__Görev A__
Kaynak metne göre ED-DÂRR ne demektir?
__Görev B__
Aşağıdaki ifadelerin her biri kaynak metinle uyuşuyor mu? Her biri için evet ya da hayır deyin ve kararı belirleyen sözleri metinden aynen aktarın.
(i) İmtihanın sebebi, insanların içindeki gerçek cevheri ortaya çıkarmaktır.
(ii) Allah yalnızca en sevmediğini dener.
(iii) Metinde alıntılanan ayet Bakara suresindendir.

__Kaynak metin__

--------------------------------------------------

Esma'ül Hüsna ile ilgili en detaylı bilgi kaynağı…
ED-DÂRR: Hikmeti gereği elem ve zarar verici şeyler yaratan demektir.
Buna sıkan, boğan bunaltan, imtihan eden ve eleyen anlamlarını da ekleyebiliriz. Çünkü hayat bir imtihan olarak yaratılmış ve insanlar bu imtihanın en önemli unsurlarından biridir. İnsanların ve cinlerin iyisi kötüsünden, mümin kafirinden ayrılıncaya kadar burada kısa bir süre de olsa belli sıkıntılara maruz kalacak ve bu hayat yaşanacaktır. En sevdiğini de dener Allah en sevmediğini de. İmtihanın sebebi ise, madenlerin içindeki gerçek cevheri ortaya çıkarmak gibi, insanların içindeki gerçek cevheri ortaya çıkarmaktır. Bakırla kömür, altınla demir birbirinden ayrılmalıdır ki, işe yarayan kısmı kalsın işe yaramayan kısmı gitsin.
Bir kuyumcu, altına şekil verip kollarda, bileklerde, kulaklarda taşınmasını sağlamak için 1.000, 1500 derece, belki de daha fazla sıcaklıktaki ateşin içine atar ve onu kalıba dökecek şekilde eritir, içindeki diğer maddeleri ayrıştırır. Sonra da ona şekil verip işler ve istediği hale koyar. İşte yüce Rabbimiz de bizleri imtihan eder ki, bununla inanan ve inanmayan iyi ve kötü birbirinden ayrılsın; cennete girip orada yaşayacaklar belli olsun ve cehenneme uygun olanlar da oraya doğru ayrılsınlar. İşte şu ayet bu durumu anlatıyor:
“Yoksa siz, sizden öncekilerin başına gelenler, sizin de başınızai gelmeden cennete gireceğinizi mi sandınız? Peygamber ve onunla beraber mü’minler, “Allah’ın yardımı ne zaman?” diyecek kadar darlığa ve zorluğa uğramışlar ve sarsılmışlardı. İyi bilin ki, Allah’ın yardımı pekyakındır.”(Bakara, 2.214)
Bizden evvelkilerin başına gelenler bizim başımıza gelmeden cennete gireceğimizi mi sandık? Öyle kolay mı?

--------------------------------------------------

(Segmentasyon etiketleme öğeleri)
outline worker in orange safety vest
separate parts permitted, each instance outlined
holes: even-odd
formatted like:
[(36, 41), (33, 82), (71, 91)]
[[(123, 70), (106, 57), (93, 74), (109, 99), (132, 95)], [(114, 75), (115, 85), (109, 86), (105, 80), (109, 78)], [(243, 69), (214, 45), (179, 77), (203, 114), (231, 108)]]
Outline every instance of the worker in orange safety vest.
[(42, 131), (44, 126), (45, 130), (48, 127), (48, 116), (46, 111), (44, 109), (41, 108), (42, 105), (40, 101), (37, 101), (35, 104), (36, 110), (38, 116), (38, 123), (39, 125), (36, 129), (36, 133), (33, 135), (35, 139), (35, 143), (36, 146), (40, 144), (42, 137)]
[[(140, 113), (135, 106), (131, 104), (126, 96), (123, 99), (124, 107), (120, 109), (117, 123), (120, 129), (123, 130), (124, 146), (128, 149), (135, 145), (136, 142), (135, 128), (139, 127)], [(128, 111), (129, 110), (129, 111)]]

--------------------------------------------------

__Yazılı yanıt A__
Hikmeti gereği elem ve zarar verici şeyler yaratan demektir.

__Yazılı yanıt B__
(i) Evet: "İmtihanın sebebi ise, madenlerin içindeki gerçek cevheri ortaya çıkarmak gibi, insanların içindeki gerçek cevheri ortaya çıkarmaktır."
(ii) Hayır: "En sevdiğini de dener Allah en sevmediğini de."
(iii) Evet: "(Bakara, 2.214)"